EXERCISE DIRECTIONS:
Report how many lines in the records below contain the word "trunk". Give only the number.

══ MATERIAL SHOWN

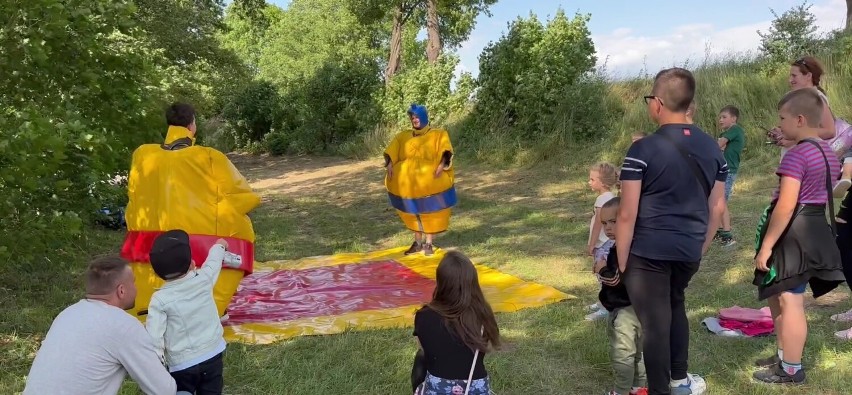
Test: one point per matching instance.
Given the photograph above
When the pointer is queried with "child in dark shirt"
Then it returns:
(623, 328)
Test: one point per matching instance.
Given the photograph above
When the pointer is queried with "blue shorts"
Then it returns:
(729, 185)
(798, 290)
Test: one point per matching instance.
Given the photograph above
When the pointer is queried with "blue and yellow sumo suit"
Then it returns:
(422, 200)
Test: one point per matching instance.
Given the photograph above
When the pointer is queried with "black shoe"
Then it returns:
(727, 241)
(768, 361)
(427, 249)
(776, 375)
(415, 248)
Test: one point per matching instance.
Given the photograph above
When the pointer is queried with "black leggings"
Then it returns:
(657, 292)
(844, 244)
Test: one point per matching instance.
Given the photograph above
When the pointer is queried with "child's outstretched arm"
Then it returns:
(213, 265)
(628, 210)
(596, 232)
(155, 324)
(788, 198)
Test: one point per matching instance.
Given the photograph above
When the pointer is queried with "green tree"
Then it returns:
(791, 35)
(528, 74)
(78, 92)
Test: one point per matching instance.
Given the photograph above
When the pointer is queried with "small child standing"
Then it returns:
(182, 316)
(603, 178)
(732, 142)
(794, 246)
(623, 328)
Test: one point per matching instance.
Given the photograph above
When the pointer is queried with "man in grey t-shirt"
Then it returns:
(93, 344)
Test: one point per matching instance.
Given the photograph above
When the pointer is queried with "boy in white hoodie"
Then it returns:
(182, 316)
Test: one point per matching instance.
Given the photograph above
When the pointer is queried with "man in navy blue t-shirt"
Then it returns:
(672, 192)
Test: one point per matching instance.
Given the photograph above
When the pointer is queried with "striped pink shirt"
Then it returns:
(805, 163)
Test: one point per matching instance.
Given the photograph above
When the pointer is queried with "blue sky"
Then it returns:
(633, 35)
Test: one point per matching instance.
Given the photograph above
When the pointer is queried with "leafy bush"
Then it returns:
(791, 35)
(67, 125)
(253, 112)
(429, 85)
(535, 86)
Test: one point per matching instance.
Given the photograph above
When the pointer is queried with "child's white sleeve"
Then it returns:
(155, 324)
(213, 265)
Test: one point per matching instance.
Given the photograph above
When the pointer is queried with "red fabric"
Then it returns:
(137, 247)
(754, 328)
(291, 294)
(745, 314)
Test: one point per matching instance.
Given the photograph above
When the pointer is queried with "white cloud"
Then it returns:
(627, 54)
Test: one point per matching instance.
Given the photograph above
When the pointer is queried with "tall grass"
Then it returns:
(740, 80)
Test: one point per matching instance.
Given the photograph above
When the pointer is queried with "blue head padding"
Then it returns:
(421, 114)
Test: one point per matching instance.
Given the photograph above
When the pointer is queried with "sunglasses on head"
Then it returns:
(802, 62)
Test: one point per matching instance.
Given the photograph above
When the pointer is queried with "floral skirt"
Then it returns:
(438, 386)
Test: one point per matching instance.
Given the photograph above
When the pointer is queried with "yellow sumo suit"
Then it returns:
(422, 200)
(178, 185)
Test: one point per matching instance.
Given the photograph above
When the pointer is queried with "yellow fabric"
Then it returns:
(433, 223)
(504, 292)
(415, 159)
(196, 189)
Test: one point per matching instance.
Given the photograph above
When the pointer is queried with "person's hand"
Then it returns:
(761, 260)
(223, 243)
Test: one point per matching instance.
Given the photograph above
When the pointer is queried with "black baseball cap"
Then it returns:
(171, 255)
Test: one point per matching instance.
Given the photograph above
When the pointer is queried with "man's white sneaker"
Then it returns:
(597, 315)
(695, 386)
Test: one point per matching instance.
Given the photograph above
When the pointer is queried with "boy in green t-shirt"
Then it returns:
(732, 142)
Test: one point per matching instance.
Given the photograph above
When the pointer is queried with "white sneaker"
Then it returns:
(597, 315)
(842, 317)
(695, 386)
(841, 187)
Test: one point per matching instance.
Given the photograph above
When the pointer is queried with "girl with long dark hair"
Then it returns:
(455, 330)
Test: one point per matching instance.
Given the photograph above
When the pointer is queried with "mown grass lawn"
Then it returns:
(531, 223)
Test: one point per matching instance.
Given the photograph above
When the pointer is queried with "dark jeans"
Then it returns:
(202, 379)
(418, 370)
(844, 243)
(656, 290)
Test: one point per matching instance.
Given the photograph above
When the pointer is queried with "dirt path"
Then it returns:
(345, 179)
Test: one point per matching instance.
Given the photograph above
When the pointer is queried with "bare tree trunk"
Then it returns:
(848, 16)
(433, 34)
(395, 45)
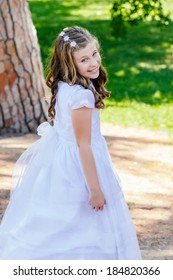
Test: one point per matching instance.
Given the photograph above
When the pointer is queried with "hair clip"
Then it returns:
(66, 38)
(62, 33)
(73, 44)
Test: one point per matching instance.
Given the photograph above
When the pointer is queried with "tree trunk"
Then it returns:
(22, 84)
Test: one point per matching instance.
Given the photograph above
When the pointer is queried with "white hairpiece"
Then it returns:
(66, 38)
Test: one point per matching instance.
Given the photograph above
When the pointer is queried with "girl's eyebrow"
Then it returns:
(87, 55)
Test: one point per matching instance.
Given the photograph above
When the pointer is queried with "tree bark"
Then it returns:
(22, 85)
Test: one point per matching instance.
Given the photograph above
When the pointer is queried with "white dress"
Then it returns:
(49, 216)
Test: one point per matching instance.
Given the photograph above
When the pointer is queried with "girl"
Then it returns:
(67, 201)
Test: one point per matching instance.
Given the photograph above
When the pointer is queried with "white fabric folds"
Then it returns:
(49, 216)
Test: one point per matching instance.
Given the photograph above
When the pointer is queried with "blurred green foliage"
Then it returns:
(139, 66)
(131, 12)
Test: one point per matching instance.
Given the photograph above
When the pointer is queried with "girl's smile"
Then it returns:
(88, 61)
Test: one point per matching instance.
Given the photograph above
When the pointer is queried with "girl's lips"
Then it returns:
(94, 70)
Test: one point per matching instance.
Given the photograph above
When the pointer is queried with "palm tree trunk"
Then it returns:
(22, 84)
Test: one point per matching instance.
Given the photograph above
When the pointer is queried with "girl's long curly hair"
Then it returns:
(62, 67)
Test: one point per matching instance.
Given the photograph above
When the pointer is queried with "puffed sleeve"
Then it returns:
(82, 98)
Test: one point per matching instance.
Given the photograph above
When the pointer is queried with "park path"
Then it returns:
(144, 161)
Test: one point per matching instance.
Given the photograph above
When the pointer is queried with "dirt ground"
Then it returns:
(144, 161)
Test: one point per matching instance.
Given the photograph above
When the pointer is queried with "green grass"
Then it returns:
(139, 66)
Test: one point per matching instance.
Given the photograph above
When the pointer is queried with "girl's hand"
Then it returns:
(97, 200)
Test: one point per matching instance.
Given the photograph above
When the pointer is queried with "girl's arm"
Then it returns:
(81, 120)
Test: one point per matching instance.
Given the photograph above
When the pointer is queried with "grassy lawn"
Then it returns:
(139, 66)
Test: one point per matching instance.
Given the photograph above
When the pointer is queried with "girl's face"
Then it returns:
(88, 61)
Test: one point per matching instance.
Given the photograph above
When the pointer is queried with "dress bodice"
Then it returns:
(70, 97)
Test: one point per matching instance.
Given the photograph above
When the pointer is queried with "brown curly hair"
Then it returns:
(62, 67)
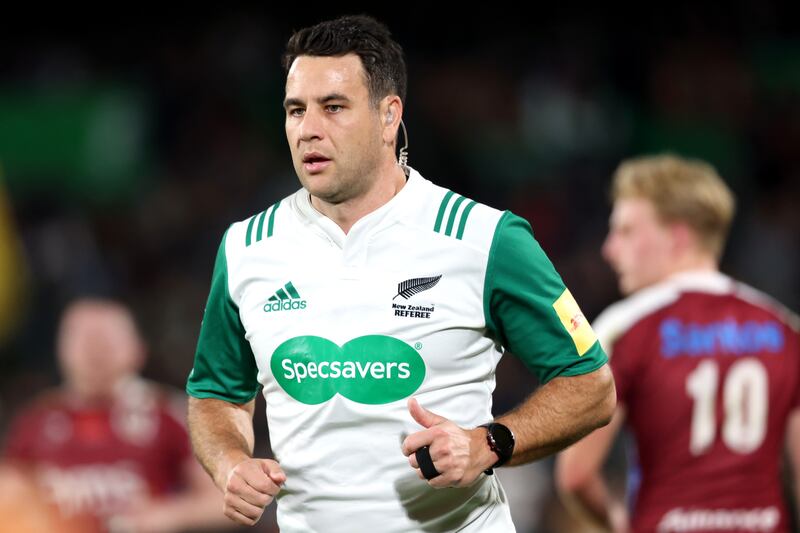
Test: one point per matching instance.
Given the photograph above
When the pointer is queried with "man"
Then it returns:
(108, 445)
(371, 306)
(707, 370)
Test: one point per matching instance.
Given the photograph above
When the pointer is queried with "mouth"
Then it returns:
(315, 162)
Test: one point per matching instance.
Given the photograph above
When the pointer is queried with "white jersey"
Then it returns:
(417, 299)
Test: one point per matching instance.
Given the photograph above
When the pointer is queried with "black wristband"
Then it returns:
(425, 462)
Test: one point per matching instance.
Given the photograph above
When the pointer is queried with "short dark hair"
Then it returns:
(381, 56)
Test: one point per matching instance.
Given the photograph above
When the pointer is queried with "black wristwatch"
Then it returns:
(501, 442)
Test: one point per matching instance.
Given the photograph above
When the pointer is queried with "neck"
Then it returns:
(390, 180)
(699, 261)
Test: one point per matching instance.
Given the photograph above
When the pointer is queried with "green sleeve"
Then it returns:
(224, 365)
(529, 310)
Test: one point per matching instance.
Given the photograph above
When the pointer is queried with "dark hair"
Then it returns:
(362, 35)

════
══ MATERIAL SHOWN

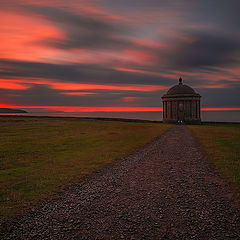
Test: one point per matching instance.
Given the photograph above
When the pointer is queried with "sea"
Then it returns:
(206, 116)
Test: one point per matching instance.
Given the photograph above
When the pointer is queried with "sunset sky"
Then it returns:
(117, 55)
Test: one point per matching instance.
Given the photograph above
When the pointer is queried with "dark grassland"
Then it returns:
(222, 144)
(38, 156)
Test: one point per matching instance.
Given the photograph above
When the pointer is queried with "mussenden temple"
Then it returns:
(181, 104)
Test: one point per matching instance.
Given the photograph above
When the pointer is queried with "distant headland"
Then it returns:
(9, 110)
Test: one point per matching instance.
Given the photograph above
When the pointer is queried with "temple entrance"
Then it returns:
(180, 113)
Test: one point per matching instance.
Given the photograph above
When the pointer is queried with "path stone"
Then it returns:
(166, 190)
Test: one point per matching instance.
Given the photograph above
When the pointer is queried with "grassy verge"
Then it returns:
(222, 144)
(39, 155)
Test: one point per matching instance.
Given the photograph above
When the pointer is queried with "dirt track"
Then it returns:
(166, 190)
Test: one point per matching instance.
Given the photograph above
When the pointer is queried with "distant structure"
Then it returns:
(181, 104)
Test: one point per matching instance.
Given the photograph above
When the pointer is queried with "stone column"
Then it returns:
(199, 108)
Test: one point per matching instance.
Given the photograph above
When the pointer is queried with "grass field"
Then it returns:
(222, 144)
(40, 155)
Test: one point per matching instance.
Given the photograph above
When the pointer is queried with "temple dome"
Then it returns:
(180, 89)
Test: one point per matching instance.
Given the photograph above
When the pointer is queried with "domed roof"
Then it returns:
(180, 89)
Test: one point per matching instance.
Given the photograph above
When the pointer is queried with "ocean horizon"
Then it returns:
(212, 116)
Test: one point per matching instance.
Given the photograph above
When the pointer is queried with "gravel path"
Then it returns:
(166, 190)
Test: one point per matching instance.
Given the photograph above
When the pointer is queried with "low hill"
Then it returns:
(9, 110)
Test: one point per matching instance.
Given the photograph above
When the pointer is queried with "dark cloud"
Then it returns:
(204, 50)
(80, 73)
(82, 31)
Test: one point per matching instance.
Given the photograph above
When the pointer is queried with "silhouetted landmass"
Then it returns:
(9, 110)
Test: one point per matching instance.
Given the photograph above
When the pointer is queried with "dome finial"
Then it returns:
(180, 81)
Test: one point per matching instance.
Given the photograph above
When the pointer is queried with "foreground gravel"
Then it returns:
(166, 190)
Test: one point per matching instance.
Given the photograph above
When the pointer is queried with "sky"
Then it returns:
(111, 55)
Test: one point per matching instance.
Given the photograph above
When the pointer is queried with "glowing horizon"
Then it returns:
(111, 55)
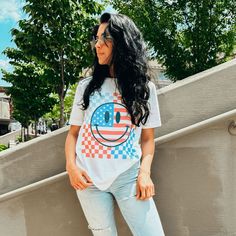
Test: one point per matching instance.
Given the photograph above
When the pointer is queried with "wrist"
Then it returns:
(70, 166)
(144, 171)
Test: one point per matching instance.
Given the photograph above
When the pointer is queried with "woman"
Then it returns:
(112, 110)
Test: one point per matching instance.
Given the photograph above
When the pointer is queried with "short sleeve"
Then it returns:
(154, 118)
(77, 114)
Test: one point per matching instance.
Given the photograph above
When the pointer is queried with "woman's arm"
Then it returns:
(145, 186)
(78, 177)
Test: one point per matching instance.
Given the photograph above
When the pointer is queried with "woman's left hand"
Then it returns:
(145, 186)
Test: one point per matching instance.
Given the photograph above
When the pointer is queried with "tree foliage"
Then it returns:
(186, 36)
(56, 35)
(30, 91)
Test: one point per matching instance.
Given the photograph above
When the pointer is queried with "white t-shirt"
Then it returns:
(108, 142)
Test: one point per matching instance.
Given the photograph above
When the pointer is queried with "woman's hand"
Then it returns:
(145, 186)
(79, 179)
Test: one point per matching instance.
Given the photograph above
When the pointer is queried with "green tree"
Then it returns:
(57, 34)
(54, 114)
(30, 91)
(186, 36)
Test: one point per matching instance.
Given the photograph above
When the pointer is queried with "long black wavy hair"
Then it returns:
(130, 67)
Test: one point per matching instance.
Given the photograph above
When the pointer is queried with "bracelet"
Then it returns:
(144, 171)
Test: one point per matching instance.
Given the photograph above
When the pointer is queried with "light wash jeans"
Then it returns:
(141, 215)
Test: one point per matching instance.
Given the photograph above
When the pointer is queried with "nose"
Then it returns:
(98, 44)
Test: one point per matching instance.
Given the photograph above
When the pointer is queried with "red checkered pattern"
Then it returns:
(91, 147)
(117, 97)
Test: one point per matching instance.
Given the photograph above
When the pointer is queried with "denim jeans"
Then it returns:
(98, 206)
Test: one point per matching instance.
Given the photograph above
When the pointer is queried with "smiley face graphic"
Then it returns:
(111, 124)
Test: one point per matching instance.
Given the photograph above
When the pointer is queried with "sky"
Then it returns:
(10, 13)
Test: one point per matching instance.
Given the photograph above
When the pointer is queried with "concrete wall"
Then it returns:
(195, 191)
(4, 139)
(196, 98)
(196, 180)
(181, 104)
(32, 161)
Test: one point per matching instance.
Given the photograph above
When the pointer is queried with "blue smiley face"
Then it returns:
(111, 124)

════
══ MATERIAL SHOWN

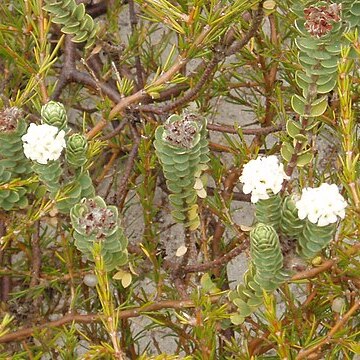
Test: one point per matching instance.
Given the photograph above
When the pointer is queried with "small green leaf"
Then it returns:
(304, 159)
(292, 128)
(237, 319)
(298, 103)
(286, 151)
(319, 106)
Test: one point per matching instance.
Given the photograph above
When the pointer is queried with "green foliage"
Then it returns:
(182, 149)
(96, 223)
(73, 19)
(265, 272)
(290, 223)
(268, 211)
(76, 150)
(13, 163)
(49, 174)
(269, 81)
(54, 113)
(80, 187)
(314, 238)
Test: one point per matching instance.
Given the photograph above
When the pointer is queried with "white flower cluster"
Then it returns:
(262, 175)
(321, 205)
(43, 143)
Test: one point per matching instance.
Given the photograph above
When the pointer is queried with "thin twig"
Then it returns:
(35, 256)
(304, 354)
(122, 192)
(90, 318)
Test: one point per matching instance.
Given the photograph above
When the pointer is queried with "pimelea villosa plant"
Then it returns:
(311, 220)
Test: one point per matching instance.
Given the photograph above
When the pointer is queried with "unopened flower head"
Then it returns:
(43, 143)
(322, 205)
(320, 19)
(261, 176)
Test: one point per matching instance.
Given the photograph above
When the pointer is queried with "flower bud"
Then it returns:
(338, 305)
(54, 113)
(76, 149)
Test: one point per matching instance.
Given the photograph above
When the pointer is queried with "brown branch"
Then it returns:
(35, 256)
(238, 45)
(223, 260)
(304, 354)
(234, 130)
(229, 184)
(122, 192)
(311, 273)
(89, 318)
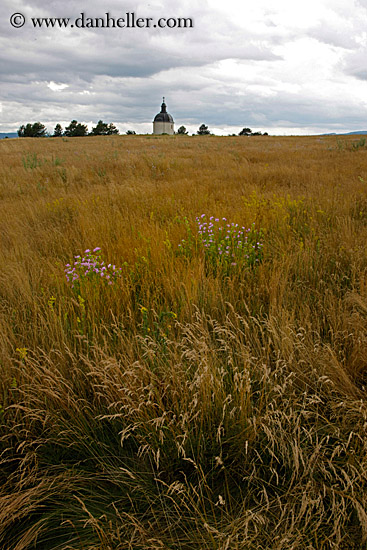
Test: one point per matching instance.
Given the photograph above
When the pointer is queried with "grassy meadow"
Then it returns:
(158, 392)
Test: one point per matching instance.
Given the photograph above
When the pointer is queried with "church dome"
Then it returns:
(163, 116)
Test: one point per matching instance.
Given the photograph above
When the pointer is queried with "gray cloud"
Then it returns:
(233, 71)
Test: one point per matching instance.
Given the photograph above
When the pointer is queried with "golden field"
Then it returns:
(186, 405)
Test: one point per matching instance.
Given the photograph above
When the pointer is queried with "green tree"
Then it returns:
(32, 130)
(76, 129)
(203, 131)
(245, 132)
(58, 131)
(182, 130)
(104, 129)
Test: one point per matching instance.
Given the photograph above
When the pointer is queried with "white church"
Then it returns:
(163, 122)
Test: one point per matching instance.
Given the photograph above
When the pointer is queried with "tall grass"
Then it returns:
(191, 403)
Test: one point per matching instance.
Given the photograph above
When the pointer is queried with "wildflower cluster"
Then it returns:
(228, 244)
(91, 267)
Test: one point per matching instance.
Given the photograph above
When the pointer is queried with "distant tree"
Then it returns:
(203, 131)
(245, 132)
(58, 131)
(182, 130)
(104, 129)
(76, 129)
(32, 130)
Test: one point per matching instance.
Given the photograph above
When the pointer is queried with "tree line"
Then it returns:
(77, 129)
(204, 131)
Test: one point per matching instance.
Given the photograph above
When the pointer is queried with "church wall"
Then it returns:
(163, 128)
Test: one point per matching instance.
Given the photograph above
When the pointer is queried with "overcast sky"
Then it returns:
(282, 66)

════

ANSWER SPACE:
3